5.2 Humoral Signalling
Circulating hormones (cortisol, adrenaline, insulin, glucagon) and immune mediators (cytokines) provide a slower, diffuse coupling channel. These signals alter the global attractor’s landscape by shifting the metabolic and inflammatory context. Sickness behaviour—fatigue, anhedonia, social withdrawal—is a well‑documented example of immune‑to‑brain signalling that temporarily reconfigures the global attractor (Dantzer et al., 2008).
5.3 Rhythmic Entrainment
The brain entrains peripheral rhythms to its own oscillations. Cardiac and respiratory rhythms phase‑lock to cortical activity during focused attention (Thayer & Lane, 2000). Slow‑wave sleep entrains glymphatic clearance (Xie et al., 2013). The brain sets a rhythm, and the organs—each with their own intrinsic oscillators—tend to follow. This resonance is not command; it is coupling by shared frequency.
5.4 Predictive Processing and Attractor Coupling
The predictive processing framework (Clark, 2013) treats the brain as a prediction engine that minimizes surprise by updating internal models based on sensory input. We suggest that this framework extends naturally to interoception: the brain maintains predictions about the states of the body’s organs, and each organ generates its own predictions about local conditions. The alignment of these nested predictive models is functionally analogous to attractor coupling, in that both involve the progressive alignment of internal states toward a shared equilibrium. Friston’s (2010) free‑energy principle provides a formal bridge between predictive processing and dynamical systems that could, in future work, unite these descriptions under a single mathematical framework.
5.5 Relationship to Competing Theories of Consciousness
The attractor framework is compatible with but not identical to several major theories. Integrated Information Theory (IIT; Tononi, 2008) holds that consciousness is a function of the amount of integrated information a system generates. The attractor framework shares IIT’s emphasis on integration but does not require the computation of Φ, which remains technically infeasible for most organ systems. Global Workspace Theory (GWT; Baars, 1988; Dehaene, 2011) posits that consciousness arises when information is broadcast within a global workspace. Under GWT, many peripheral attractors would be considered unconscious because they lack access to a central workspace. The attractor framework allows for phenomenal consciousness without global access, a position consistent with the possibility that the ENS may have experiences that never enter cortical awareness. Higher‑Order Theories (HOTs) require meta‑representation—the capacity to represent one’s own states—which, if correct, would likely exclude all candidate organs except the brain. The attractor framework treats HOTs as a valid but overly restrictive criterion that would also exclude many animals currently accepted as conscious. The framework does not seek to refute these theories but to generate testable predictions that can be compared with theirs, advancing the debate through empirical competition.

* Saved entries
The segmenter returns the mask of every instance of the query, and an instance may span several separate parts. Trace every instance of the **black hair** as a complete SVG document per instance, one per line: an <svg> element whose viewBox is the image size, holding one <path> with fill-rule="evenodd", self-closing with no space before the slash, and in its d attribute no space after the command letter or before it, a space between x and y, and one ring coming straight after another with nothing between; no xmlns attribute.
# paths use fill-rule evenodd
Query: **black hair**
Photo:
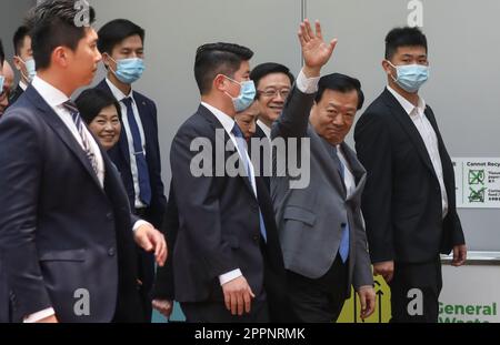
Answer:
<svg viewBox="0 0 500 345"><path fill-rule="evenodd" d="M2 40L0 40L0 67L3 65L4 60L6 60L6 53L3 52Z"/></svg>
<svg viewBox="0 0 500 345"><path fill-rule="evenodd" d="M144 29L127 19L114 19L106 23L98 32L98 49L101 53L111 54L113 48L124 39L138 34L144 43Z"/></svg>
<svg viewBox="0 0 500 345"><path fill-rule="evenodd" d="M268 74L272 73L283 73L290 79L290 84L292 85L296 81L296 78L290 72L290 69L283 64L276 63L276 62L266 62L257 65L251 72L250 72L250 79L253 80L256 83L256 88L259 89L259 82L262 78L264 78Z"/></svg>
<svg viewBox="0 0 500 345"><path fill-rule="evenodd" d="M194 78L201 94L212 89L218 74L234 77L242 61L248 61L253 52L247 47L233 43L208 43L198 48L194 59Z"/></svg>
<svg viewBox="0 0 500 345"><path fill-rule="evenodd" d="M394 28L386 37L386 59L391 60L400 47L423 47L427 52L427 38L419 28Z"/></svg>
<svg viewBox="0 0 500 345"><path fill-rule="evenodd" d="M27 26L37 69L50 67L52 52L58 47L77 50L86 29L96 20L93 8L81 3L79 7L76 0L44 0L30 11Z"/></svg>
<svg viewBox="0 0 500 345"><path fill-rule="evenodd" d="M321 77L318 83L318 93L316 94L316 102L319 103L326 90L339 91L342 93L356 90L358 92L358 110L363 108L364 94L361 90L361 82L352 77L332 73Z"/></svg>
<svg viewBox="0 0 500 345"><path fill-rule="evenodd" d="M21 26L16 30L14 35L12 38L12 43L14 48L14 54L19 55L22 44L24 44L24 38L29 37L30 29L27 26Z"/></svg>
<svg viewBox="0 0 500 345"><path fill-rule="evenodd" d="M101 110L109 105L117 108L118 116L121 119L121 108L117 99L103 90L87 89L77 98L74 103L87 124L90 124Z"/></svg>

* Questions to answer
**a)** Answer these questions about the passage on brain–body coupling:
(i) What does slow-wave sleep entrain?
(ii) What does the predictive processing framework treat the brain as?
(iii) What computation does the attractor framework not require, as it remains technically infeasible for most organ systems?
**b)** Can you carry the passage on brain–body coupling further, starting after its final sentence?
Nothing in the listing relates to the passage on brain–body coupling.

* Answers for the exercise
**a)**
(i) Glymphatic clearance.
(ii) A prediction engine that minimizes surprise by updating internal models based on sensory input.
(iii) The computation of Φ.

**b)**
5.6 Inter‑Attractor Conflict: An Open Problem for the Federation Model
A federation of semi‑autonomous attractors inevitably generates conflict. Everyday clinical phenomena illustrate this: nausea during a cognitively demanding task (ENS and cortical attractors in tension), cardiac arrhythmia during emotional stress (ICNS and limbic system in conflict), hypoglycemic cognitive impairment (pancreatic and cortical attractors in opposition). The current paper does not propose a mechanism for conflict resolution beyond the brain’s general regulatory role. Whether such conflicts are resolved by hierarchical dominance, temporal multiplexing, or some form of inter‑attractor negotiation is an open question. We flag it as a priority for future theoretical development within the framework.
6. The Alien Feeling and Clinical Dissociation
When coupling between the global self and a local attractor falters, the experience can manifest as an “alien feeling”—the sense that an action or bodily state is “not mine.” This phenomenon is well‑documented in alien hand syndrome (Della Sala et al., 1991) and in depersonalization disorder, where individuals report feeling detached from their own body and mental processes (Sierra & David, 2011). We interpret these as temporary or chronic decoupling of a local attractor from the global workspace—exactly what the federation model would predict when integration fails.
7. Testable Predictions
The framework generates five falsifiable predictions:
- ENS conditioning: An isolated intestinal segment, exposed to a neutral stimulus paired with a non‑nociceptive chemical infusion, will exhibit a conditioned motor or hormonal response.
- ICNS plasticity: Long‑term heart rate variability biofeedback will produce persistent changes in baseline cardiac rhythms not fully mediated cortically.
- Gut‑directed therapy: IBS patients receiving gut‑directed biofeedback will show greater symptom improvement than those receiving standard CBT alone.
- Pancreatic memory: In a vagally denervated preparation, islet cell clusters exposed to repeated glucose perturbation will exhibit an anticipatory insulin response.
- Spinal reorganization: Complete spinal cord injury patients will develop complex, coordinated responses below the lesion beyond simple reflexes, consistent with a reorganizing local attractor.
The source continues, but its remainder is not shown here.